Ações a realizar =>
a. Diga se cada afirmação abaixo está de acordo com a crítica sobre "Canções de Amor", respondendo sim ou não e citando literalmente as palavras da crítica que decidem: (i) o filme estreou na véspera; (ii) Honoré filma de frente o caso de amor e o seu ocaso; (iii) a morte é tratada no filme como nos melodramas hollywoodianos convencionais.
b. Retome a crítica sobre "Canções de Amor" e continue-a a partir da última frase apresentada.

Texto base =>
* * * * *

Honoré aborda o amor pelas margens

Diretor se reapropria da linguagem do videoclipe em longa cantado, sem cair na armadilha do fantasma romântico

Divulgação
Da esq. para a dir., Clotilde Hesme, Ludivine Sagnier e Louis Garrel em cena de "Canções de Amor', do francês Christophe Honoré

CÁSSIO STARLING CARLOS
CRÍTICO DA FOLHA

O que pode ser mais delicioso para um cinéfilo do que levar a(o) namorada(o) ainda não convertida(o) a esse estranho culto e ambos adorarem o filme por motivos que nem precisam ser os mesmos? É o que pode acontecer a muitos que se aventurarem numa sessão de "Canções de Amor", que estreou ontem. Como anuncia o título, trata-se de um filme "de amor". Dirigido por Christophe Honoré, o longa dialoga com uma tradição consolidada há décadas pelo cinema francês. E se insere na linhagem do "filme de amor movido por ligeiras libertinagens", que emerge no cinema francês com Renoir ("Um Dia no Campo"), atravessa a nou- velle vague (em Truffaut, Rohmer, Demy e Godard) e se mantém viva e questionadora depois (com Eustache e Garrel). Contudo, como abordar o assunto sem parecer anacrônico numa época em que filmes se nutrem de uma espécie de queixa sobre a impossibilidade desse sentimento? Como em seu longa anterior, "Em Paris", Honoré expande as conexões afetivas entre os personagens com a intenção evidente de não cair na armadilha do fantasma romântico. Da mesma forma que fez Cassavetes no maravilhoso "Love Streams", Honoré evita filmar de frente tanto o caso de amor quanto o seu ocaso. Sua abordagem é antes pelas margens, pelos espaços livres onde os fluxos afetivos circulam. O que o filme ganha com isso está em desfazer as associações da conexão amorosa com sua frustração ou bloqueio, o que já se converteu em mais que um clichê da contemporaneidade. No filme "Em Paris", a mortificação do amor romântico reorientava os vetores emocionais para os laços da fraternidade e da paternidade. Em "Canções", a perda se livra do peso depressivo que ainda a marcava. A morte se introduz de modo invertido a como acontece convencionalmente nos melodramas hollywoodianos. Aqui, é tratada com um sinal de leveza, na simples desaparição, no desvanecimento da figura amada. Por esses sinais de mobilidade é que o filme transita, restaurando para o banal -a canção de amor- um lugar em que ele não soa antiquado (dizer a perda, enunciar a paixão).

* * * * *

Trechos das entradas =>
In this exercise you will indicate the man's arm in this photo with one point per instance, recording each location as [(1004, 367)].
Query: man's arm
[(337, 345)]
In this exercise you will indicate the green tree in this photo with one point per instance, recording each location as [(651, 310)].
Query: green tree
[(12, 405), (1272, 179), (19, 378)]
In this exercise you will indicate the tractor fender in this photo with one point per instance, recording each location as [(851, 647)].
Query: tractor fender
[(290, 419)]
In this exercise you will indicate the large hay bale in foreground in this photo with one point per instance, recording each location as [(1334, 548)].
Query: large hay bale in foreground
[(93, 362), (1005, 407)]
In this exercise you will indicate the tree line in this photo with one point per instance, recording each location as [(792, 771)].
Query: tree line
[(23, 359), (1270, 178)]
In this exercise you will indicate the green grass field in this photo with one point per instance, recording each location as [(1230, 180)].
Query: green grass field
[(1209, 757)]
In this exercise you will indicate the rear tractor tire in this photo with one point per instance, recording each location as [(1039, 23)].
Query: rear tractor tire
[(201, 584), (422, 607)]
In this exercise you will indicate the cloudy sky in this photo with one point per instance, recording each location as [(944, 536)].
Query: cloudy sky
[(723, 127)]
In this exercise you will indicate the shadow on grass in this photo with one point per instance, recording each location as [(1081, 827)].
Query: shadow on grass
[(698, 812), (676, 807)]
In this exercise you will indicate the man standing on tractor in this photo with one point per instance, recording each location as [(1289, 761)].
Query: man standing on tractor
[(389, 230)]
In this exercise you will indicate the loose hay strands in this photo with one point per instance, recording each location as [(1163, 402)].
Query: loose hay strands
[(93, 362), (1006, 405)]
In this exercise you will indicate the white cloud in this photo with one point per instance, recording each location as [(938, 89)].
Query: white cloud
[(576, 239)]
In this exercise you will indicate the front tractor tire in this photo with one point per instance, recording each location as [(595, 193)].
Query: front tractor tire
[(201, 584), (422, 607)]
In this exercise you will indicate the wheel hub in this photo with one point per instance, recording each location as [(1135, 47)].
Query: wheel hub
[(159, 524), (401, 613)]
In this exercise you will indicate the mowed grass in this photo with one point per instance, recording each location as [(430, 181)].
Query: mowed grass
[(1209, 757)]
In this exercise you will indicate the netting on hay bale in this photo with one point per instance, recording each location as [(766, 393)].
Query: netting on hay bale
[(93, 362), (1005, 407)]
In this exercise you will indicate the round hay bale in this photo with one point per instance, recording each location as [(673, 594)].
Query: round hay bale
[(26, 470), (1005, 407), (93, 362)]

* * * * *

Respostas por tarefa =>
a.
(i) Sim: "que estreou ontem".
(ii) Não: "Honoré evita filmar de frente tanto o caso de amor quanto o seu ocaso".
(iii) Não: "A morte se introduz de modo invertido a como acontece convencionalmente nos melodramas hollywoodianos".

b.
Música para as imagens
Além disso, o que pareceria ainda mais anacrônico -um filme cantado- nem guarda a impressão de ultrapassado, graças ao modo como Honoré se reapropria da linguagem do videoclipe para se comunicar com a contemporaneidade. O que se propõe é apenas inverter o que os clipes fizeram com as imagens (usá-las para ilustrar canções), devolvendo ao cinema um poder que ele mesmo inventou: usar músicas para dizer algo nas imagens. Portanto, os personagens cantam. Se apenas falassem, tenderíamos a achar tudo falso. Como eles cantam e estamos no cinema, acreditamos e nos identificamos sem pudores. Se alguém ainda conseguir resistir, não custa lembrar as palavras de uma das mais apaixonadas personagens do cinema, a Mathilde de Fanny Ardant em "A Mulher do Lado", de Truffaut: "Eu só ouço canções porque elas dizem a verdade. Quanto mais idiotas, mais verdadeiras elas são. Aliás, elas não são idiotas. O que elas cantam? Não me abandone... sua ausência me destruiu... sem você eu sou uma casa vazia... deixe-me ser sua sombra... ou... sem amor, ninguém é nada".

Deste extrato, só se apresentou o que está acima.